▸ **AIM 1**:
Reproduce the passage on credit bubbles from "However, one needn't" to "optics, and productivity.", keeping every word identical.

▸ **EXTRACTED TEXT**:
Perhaps some of you can relate to this, but I remember first reading
about the Roaring '20's, particularly the wild euphoric period
of 1928 and much of 1929. I just couldn't comprehend how everyone
was so fooled. How could even the brilliant economist Irving Fisher
see permanent prosperity, when the Nation was heading right into
the Great Depression? I would today argue that he and virtually
everyone else failed to see how acutely fragile the financial system
had become and how imbalanced and distorted the economy was beneath
the surface of strong nominal growth and rising asset values. Importantly,
Irving Fisher failed to recognize that the U.S. was in the midst
of an enormous financial and economic bubble - that the U.S. had
become one momentous bubble economy within an increasingly fragile
global backdrop.
However, one needn't go back 70 years to witness credit bubble
dynamics. Much more recently, a rather stunning proclivity of unrelenting
global credit and speculative excess has fostered numerous booms
and busts, including those in Japan, Mexico, SE Asia, Russia, and
emerging markets generally. I strongly argue that contemporary
uncontrolled credit systems are dysfunctional, both domestically
and globally. More on this later.
First, I would quickly like to look at the basics of credit. It
is rather surprising how little mention is made of such an important
subject. Even Alan Greenspan rarely utters the word credit, choosing
instead to ramble on about lasers, fiber optics, and productivity.

▸ **AIM 2**:
How many lines of the records below contain the word "individual"? Reply with the number alone.

▸ **LISTING**:
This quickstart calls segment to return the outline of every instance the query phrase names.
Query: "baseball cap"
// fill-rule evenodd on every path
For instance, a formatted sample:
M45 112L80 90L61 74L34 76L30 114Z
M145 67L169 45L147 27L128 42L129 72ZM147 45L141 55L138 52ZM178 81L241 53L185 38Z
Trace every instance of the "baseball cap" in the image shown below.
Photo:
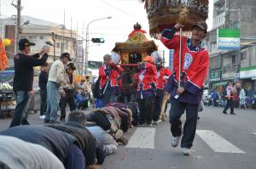
M68 61L71 61L70 54L67 52L61 54L61 58L63 58L63 57L67 58Z
M207 24L206 22L201 21L201 22L196 22L192 25L192 28L194 28L195 26L198 26L201 29L202 29L203 31L205 31L205 33L207 32Z
M147 56L147 57L143 59L143 61L149 61L151 64L154 63L154 59L153 59L153 58L152 58L151 56Z
M67 68L70 68L70 69L72 69L73 70L76 70L76 66L74 65L74 64L73 63L69 63L69 64L67 64Z
M35 45L36 43L29 42L27 38L20 39L19 41L19 48L23 48L24 47L26 46L35 46Z

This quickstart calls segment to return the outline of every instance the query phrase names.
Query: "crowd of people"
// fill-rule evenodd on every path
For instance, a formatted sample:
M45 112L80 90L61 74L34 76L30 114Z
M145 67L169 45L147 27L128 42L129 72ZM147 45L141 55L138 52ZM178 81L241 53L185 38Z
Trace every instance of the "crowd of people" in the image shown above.
M125 101L126 95L120 93L124 69L112 62L110 54L103 56L104 65L99 68L99 77L91 86L89 76L80 83L74 81L76 67L68 53L61 54L60 59L49 69L46 62L49 48L31 56L28 55L30 47L35 44L20 39L20 52L15 58L14 91L17 105L9 128L0 132L0 166L97 168L106 155L114 153L119 144L128 144L123 133L129 128L150 127L166 121L166 106L170 99L172 146L177 147L183 137L182 154L190 155L209 65L208 53L200 43L207 25L199 22L193 25L191 38L182 38L183 63L179 71L179 37L175 32L181 27L181 24L177 24L172 29L164 30L160 39L168 48L175 49L173 72L163 66L160 57L143 58L132 75L136 90L134 99L129 102ZM38 65L41 65L40 119L45 122L42 126L29 125L27 121L33 67ZM89 96L84 100L85 92ZM88 107L92 94L96 109L79 110ZM71 111L67 119L67 104ZM58 115L59 110L61 115ZM180 117L185 111L187 118L182 129ZM24 142L24 146L17 149ZM16 155L20 152L26 154ZM14 161L19 162L14 164Z
M210 101L206 103L213 107L225 107L223 111L224 114L226 114L227 109L230 108L231 115L236 114L232 113L234 108L253 109L253 104L255 104L254 92L252 89L244 89L241 82L233 82L231 81L223 87L220 93L214 88L211 93Z

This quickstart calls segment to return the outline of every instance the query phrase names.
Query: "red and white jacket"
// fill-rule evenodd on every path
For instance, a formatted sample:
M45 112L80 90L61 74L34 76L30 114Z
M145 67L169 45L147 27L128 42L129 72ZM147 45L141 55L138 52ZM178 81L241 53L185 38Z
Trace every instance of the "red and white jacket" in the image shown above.
M156 73L156 88L158 89L164 89L165 84L167 82L167 80L166 77L170 76L172 75L172 70L168 68L162 67L159 70L157 70Z
M144 99L154 95L156 83L156 68L154 65L147 63L141 65L141 70L135 75L137 79L137 99Z
M110 87L119 87L117 78L120 75L119 73L123 71L123 69L118 66L110 66L102 65L99 69L99 76L100 76L100 89L103 89L108 79L109 79ZM119 88L118 88L119 89Z
M175 34L175 28L165 29L162 32L161 42L170 49L174 49L173 70L175 75L169 80L169 87L172 96L176 95L178 81L178 56L179 36ZM182 85L185 92L179 97L180 101L199 104L201 99L201 91L209 67L208 51L201 47L194 47L191 39L182 37ZM172 82L172 79L174 82ZM172 82L172 84L170 84ZM169 87L168 87L169 86Z

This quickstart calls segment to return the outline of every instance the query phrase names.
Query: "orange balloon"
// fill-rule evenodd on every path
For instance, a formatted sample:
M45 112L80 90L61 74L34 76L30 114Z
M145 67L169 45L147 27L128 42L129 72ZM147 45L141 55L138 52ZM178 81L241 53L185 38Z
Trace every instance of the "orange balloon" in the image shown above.
M11 42L11 40L5 38L5 39L3 39L3 43L4 46L8 47L12 43L12 42Z

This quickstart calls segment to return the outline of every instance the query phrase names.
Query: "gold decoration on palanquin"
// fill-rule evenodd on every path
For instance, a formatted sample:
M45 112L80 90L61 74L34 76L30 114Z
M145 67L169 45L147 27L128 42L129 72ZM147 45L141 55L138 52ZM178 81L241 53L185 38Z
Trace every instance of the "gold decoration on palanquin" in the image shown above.
M191 31L198 21L208 17L208 0L139 0L145 3L149 33L154 38L163 29L177 23L184 25L183 31Z

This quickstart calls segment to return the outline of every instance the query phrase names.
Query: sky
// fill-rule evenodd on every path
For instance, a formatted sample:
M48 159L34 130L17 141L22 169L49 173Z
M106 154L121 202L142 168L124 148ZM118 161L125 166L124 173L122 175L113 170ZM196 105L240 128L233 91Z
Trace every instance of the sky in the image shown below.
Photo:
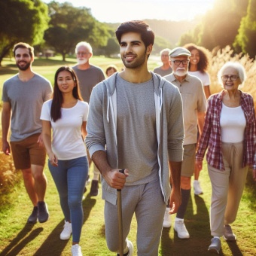
M132 20L191 20L211 9L215 0L55 0L91 9L99 22L122 23ZM49 3L51 0L43 0Z

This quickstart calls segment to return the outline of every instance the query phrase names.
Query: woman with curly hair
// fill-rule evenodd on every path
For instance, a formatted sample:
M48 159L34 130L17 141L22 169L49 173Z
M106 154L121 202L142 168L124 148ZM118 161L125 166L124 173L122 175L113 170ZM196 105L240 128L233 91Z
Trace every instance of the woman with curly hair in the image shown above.
M210 77L207 69L210 62L210 52L202 46L187 44L184 46L191 53L188 73L199 78L203 83L206 99L211 95Z

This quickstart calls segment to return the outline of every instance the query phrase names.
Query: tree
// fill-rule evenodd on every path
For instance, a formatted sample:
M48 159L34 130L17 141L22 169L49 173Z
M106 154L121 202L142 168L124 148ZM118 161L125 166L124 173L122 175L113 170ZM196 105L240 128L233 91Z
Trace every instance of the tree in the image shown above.
M49 3L48 7L51 20L44 38L64 61L79 41L87 41L93 47L106 45L110 37L108 29L92 17L90 9L55 2Z
M247 15L242 19L239 33L236 38L233 46L237 48L240 47L244 53L255 58L256 48L256 2L249 0Z
M248 0L215 0L214 7L193 31L183 35L180 45L193 42L210 50L232 45L241 19L246 14Z
M48 27L48 8L41 0L1 0L0 66L14 44L39 44Z

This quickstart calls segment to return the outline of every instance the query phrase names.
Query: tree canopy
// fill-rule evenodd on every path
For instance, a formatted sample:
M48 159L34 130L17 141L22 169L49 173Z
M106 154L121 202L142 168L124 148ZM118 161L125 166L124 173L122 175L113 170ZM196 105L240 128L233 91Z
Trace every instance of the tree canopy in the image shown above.
M108 28L95 20L87 8L75 8L69 2L48 4L50 21L44 40L65 60L67 53L74 52L75 45L86 41L95 47L107 44Z
M234 42L234 47L239 47L244 53L248 53L255 58L256 47L256 2L249 0L247 14L242 19L239 33Z

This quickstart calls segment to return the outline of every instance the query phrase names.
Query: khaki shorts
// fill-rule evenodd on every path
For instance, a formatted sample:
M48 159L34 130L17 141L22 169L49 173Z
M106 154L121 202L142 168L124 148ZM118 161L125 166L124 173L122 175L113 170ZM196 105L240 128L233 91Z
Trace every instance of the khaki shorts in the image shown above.
M17 169L29 169L32 164L44 166L46 151L37 141L40 133L33 134L20 142L11 142L11 154Z
M195 169L197 144L190 144L183 146L184 155L181 165L181 176L192 177Z

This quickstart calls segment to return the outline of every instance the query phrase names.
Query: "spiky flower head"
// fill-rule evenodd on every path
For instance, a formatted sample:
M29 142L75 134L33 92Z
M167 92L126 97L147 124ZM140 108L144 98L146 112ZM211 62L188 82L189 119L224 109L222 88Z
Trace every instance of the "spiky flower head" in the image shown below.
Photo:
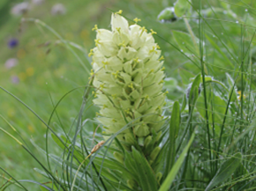
M94 102L101 108L98 120L108 135L132 121L132 128L117 136L131 149L132 141L143 146L144 140L162 125L164 69L153 37L156 33L139 26L139 18L129 26L120 13L112 13L110 31L94 26L96 47L89 55L93 55Z

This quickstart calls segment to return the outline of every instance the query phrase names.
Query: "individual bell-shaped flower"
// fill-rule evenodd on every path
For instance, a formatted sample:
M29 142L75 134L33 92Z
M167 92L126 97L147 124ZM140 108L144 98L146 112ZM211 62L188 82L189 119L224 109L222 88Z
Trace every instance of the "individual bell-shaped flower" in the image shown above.
M95 26L96 47L89 54L93 55L94 102L101 108L97 119L107 135L132 121L132 127L117 136L130 151L132 138L143 146L147 137L160 132L166 94L162 56L153 37L156 33L139 26L139 18L134 21L129 26L119 11L112 14L111 30Z

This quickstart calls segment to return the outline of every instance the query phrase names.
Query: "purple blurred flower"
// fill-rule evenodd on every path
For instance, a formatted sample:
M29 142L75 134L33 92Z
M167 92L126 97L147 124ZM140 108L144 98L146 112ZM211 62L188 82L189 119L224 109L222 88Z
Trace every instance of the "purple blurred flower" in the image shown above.
M19 84L19 78L17 76L11 76L11 82L13 84Z
M5 63L4 66L6 69L11 69L12 67L16 66L19 63L18 59L16 58L9 58Z
M9 40L9 41L8 41L8 47L10 48L16 48L18 45L19 45L18 39L12 38L12 39Z
M19 3L18 4L15 4L11 10L11 13L12 15L23 15L26 12L27 12L27 11L30 9L30 5L28 2L23 2L23 3Z
M64 15L66 13L66 8L62 4L56 4L51 8L52 15Z
M32 4L40 5L42 4L45 2L45 0L32 0Z

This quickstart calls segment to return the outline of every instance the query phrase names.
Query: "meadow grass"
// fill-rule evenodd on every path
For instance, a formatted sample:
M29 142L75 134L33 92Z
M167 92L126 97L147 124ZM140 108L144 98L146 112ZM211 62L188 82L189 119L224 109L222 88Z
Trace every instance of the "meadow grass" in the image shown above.
M111 11L121 9L125 18L139 18L157 32L166 77L172 77L165 80L169 92L158 157L161 190L253 190L253 1L192 1L186 15L171 23L156 17L174 1L62 2L67 8L63 16L49 14L53 2L29 11L23 22L3 13L7 21L0 22L0 61L17 57L19 63L11 70L0 66L1 189L26 190L24 185L27 190L131 190L119 172L109 170L125 171L111 155L117 134L85 160L102 140L88 84L91 28L109 27ZM12 5L4 3L3 7ZM19 40L14 49L6 47L11 36ZM11 81L14 75L20 79L17 84ZM177 105L179 121L172 120L179 118ZM180 124L177 135L169 130L169 119L170 127ZM9 187L15 180L30 183Z

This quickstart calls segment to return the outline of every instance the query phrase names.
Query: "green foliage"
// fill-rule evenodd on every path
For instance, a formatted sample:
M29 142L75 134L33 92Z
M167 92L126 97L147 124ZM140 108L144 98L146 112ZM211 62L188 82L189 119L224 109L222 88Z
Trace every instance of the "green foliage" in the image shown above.
M0 61L19 62L11 69L0 65L0 190L256 187L256 2L63 0L67 15L53 17L47 12L54 3L46 1L20 25L21 17L9 14L13 2L20 1L0 3ZM126 119L106 134L92 102L91 28L109 28L111 11L120 9L130 25L137 17L147 33L157 32L164 55L163 119L147 137L132 130L152 114ZM12 36L19 45L6 48ZM120 141L124 131L130 150Z

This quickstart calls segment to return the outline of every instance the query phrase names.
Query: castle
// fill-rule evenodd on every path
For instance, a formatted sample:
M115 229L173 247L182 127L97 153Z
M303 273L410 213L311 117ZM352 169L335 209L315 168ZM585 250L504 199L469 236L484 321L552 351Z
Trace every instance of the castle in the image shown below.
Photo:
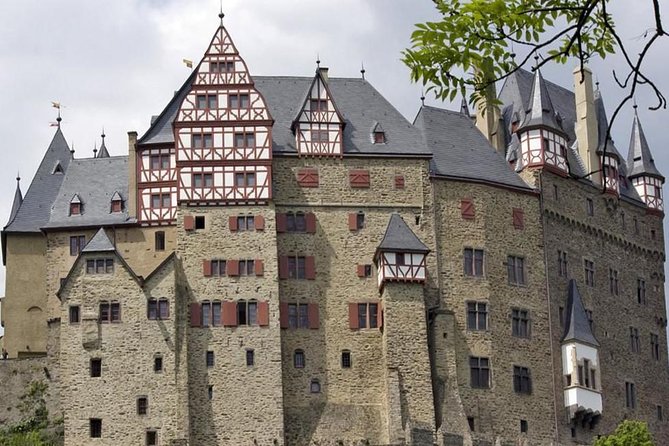
M581 81L581 78L582 81ZM4 348L65 445L669 444L663 175L592 73L407 122L226 29L128 155L56 131L2 232Z

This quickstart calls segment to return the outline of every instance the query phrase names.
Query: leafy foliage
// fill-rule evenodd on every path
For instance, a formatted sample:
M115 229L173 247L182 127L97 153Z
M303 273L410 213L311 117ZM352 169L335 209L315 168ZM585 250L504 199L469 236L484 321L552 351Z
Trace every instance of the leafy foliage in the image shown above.
M641 421L625 420L609 436L599 438L593 446L654 446L648 425Z

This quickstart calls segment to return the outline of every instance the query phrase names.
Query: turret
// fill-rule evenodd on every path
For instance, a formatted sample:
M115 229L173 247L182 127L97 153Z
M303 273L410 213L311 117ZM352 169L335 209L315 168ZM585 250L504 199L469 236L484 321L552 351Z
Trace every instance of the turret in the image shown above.
M517 130L521 151L518 167L542 167L559 175L568 175L567 134L538 69L534 72L525 111L525 119Z
M569 281L562 336L564 405L572 422L595 424L602 413L599 342L592 334L576 281Z
M634 106L632 137L627 155L627 176L651 211L664 212L662 199L664 176L655 167L655 161L650 153L646 135L643 133L636 106Z

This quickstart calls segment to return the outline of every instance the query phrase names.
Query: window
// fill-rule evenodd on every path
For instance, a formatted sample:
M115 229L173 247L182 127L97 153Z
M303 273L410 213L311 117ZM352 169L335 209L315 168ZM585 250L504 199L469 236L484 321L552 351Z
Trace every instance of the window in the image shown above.
M527 310L511 310L511 334L518 338L530 337L530 318Z
M151 321L169 319L169 301L167 299L149 299L147 302L147 317Z
M146 431L146 446L157 446L158 433L156 431Z
M660 360L660 337L655 333L650 334L650 354L654 360Z
M255 147L256 146L256 134L252 132L248 133L235 133L235 147L238 149L245 147Z
M86 246L85 235L73 235L70 237L70 255L78 256L82 249Z
M304 368L304 350L295 350L293 354L293 365L296 369Z
M288 278L289 279L306 278L306 257L304 256L288 257Z
M568 277L568 263L567 263L567 253L565 251L558 250L558 275L560 277Z
M91 378L99 378L102 376L102 359L91 359Z
M253 172L235 173L235 187L253 187L256 185L256 174Z
M194 133L191 135L191 146L194 149L210 149L214 147L214 135L211 133Z
M592 198L585 199L585 210L588 213L588 215L590 216L595 215L595 204L593 203Z
M218 96L215 94L197 95L196 107L198 110L218 108Z
M306 232L307 217L304 212L288 212L286 214L286 232Z
M69 310L70 324L78 324L80 319L79 305L71 305Z
M309 306L307 304L288 304L288 327L309 328Z
M99 418L89 418L88 426L91 438L102 438L102 420Z
M249 108L249 95L246 93L228 95L228 107L230 108Z
M639 329L630 327L630 349L633 353L639 353L641 342L639 341Z
M204 215L195 216L195 229L204 229Z
M488 358L469 357L470 384L475 389L490 388L490 361Z
M513 391L516 393L532 393L532 378L527 367L513 366Z
M237 325L258 325L258 302L237 302Z
M225 276L225 260L212 260L211 261L211 275L214 277L224 277Z
M358 328L378 328L378 310L378 304L358 304Z
M165 231L156 231L154 234L154 247L156 251L165 251Z
M121 304L118 302L100 302L100 322L120 322Z
M351 368L351 352L349 350L342 350L341 352L341 368Z
M640 304L646 303L646 281L644 279L636 280L636 301Z
M202 326L220 327L221 326L221 302L207 301L202 302Z
M192 179L193 187L213 187L214 174L213 173L194 173Z
M618 271L613 268L609 268L609 291L614 296L618 296L620 291L618 286Z
M240 215L237 217L238 231L253 231L255 228L255 217L253 215Z
M483 276L483 250L465 248L465 276Z
M595 262L584 259L583 270L585 274L585 284L588 286L595 286Z
M523 257L508 256L506 258L506 270L509 283L515 285L525 284L525 259Z
M467 302L467 330L488 329L488 304Z
M634 409L636 407L636 389L634 383L625 381L625 407Z
M86 260L86 274L111 274L114 272L114 259Z

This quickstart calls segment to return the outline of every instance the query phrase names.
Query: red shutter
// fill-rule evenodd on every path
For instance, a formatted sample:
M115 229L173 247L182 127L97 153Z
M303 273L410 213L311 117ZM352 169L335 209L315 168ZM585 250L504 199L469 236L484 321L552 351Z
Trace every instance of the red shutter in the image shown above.
M269 303L258 302L258 325L267 327L269 325Z
M264 231L265 230L265 217L262 215L256 215L256 217L253 219L256 224L256 231Z
M190 304L190 326L199 327L202 325L202 309L200 304L193 302Z
M286 302L279 303L279 325L281 328L288 328L288 304Z
M279 279L288 278L288 257L280 256L279 257Z
M362 169L352 169L348 172L348 179L351 187L369 187L369 171Z
M223 302L223 326L237 326L237 304L235 302Z
M365 265L358 265L358 277L365 277Z
M256 273L256 276L262 276L265 274L265 264L263 263L262 259L255 259L253 261L253 268L254 272Z
M211 276L211 260L202 261L202 274L204 275L204 277Z
M276 232L286 232L286 214L276 213Z
M313 212L307 212L304 215L304 219L307 222L307 233L315 234L316 233L316 215Z
M348 327L356 330L358 327L358 304L349 303L348 304Z
M228 276L239 275L239 260L228 260L225 262L225 274Z
M348 214L348 230L349 231L358 230L358 214L355 213Z
M304 258L304 275L309 280L316 278L316 261L314 260L314 256L306 256Z
M318 320L318 304L308 304L307 315L309 316L309 328L317 330L320 326L320 321Z
M525 227L525 215L520 208L513 208L513 227L523 229Z
M473 219L476 216L474 202L470 199L460 201L460 212L462 213L462 218L467 220Z
M184 229L186 231L195 229L195 217L192 215L184 215Z
M233 215L232 217L228 217L228 227L230 228L230 231L234 232L237 231L237 216Z

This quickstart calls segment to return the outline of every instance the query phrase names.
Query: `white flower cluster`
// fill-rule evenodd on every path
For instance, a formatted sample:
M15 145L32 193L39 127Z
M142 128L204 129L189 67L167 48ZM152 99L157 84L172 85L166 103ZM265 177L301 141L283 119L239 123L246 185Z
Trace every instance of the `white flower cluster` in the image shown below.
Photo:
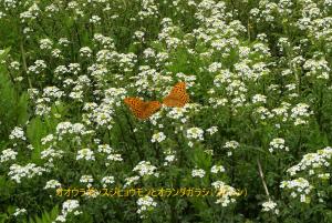
M224 173L225 172L225 168L222 165L214 165L211 168L211 173Z
M56 125L56 134L59 135L59 140L62 140L62 136L65 134L85 134L86 130L82 123L74 123L71 122L60 122Z
M15 212L12 215L19 216L19 215L22 215L22 214L25 214L25 213L27 213L25 209L15 209Z
M62 150L54 150L52 146L48 148L46 150L43 150L40 153L41 159L48 159L48 162L52 163L53 159L60 159L63 156Z
M230 185L227 185L222 181L212 182L211 185L218 191L216 204L221 204L221 206L228 206L229 204L236 202L237 196L240 195L237 190Z
M274 150L280 151L289 151L289 148L284 145L284 139L282 138L276 138L270 142L269 151L272 153Z
M107 187L107 184L114 183L115 180L113 175L108 175L108 176L104 176L101 182L103 184L103 187Z
M322 168L329 168L331 164L332 148L328 146L322 150L318 150L315 153L308 153L303 155L300 163L291 166L287 170L290 175L295 175L300 171L309 171L309 174L314 174L315 170L318 172L322 171Z
M79 207L80 203L77 200L66 200L65 202L63 202L61 214L55 219L55 222L65 222L65 217L70 213L73 213L74 215L81 214L82 212L77 211Z
M56 189L56 187L61 187L61 183L56 180L48 181L46 185L44 186L44 189Z
M294 125L307 124L305 118L309 118L313 112L309 111L309 105L305 103L298 103L291 110L291 118L294 119Z
M164 132L158 132L153 134L152 136L152 142L163 142L166 139L166 135L164 134Z
M94 152L89 148L77 151L76 160L95 161Z
M82 175L81 179L80 179L80 182L81 183L87 183L86 186L91 187L92 183L93 183L93 178L92 178L92 175Z
M218 126L210 126L209 129L206 130L210 135L215 134L218 132Z
M235 150L238 146L240 146L240 143L238 143L237 141L234 141L234 140L226 142L225 145L224 145L224 148L230 149L230 151L227 152L228 156L232 155L232 151L231 150Z
M279 214L279 210L277 209L277 203L273 202L272 200L263 202L261 205L263 212L272 212L274 214Z
M52 40L50 40L50 39L41 39L40 41L39 41L39 43L40 43L40 49L42 49L42 50L52 50L52 45L53 45L53 42L52 42Z
M157 203L154 201L154 199L148 195L139 197L136 203L138 205L137 213L139 214L141 219L145 219L147 216L146 213L153 211L157 206Z
M15 126L15 128L11 131L11 133L10 133L10 135L9 135L9 139L10 139L10 140L20 139L20 140L23 140L23 141L27 140L27 138L24 136L24 131L23 131L23 129L20 128L20 126Z
M280 187L290 190L292 197L300 196L301 202L310 203L309 194L313 186L305 179L299 178L291 181L282 181Z
M204 131L203 129L200 128L197 128L197 126L194 126L194 128L190 128L187 130L187 138L189 140L198 140L198 141L203 141L203 134L204 134Z
M203 169L194 169L191 171L191 176L193 178L204 178L205 176L205 170L203 170Z
M157 168L152 165L149 161L141 161L133 171L137 171L141 176L154 175L159 176L159 173L156 172Z
M8 175L17 183L21 183L23 178L31 179L35 175L42 175L42 173L46 171L46 169L37 166L34 163L28 163L24 166L12 164L9 170Z
M0 155L0 163L3 163L9 160L14 160L17 155L18 152L13 151L12 149L3 150Z

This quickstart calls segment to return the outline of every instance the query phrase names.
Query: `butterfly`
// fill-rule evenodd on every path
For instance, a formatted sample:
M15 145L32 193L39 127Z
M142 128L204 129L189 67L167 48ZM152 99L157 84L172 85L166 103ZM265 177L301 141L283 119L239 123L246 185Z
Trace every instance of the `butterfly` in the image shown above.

▸ **COMPLETE OUTPUT 1**:
However, one needn't go back 70 years to witness credit bubble
dynamics. Much more recently, a rather stunning proclivity of unrelenting
global credit and speculative excess has fostered numerous booms
and busts, including those in Japan, Mexico, SE Asia, Russia, and
emerging markets generally. I strongly argue that contemporary
uncontrolled credit systems are dysfunctional, both domestically
and globally. More on this later.
First, I would quickly like to look at the basics of credit. It
is rather surprising how little mention is made of such an important
subject. Even Alan Greenspan rarely utters the word credit, choosing
instead to ramble on about lasers, fiber optics, and productivity.

▸ **COMPLETE OUTPUT 2**:
2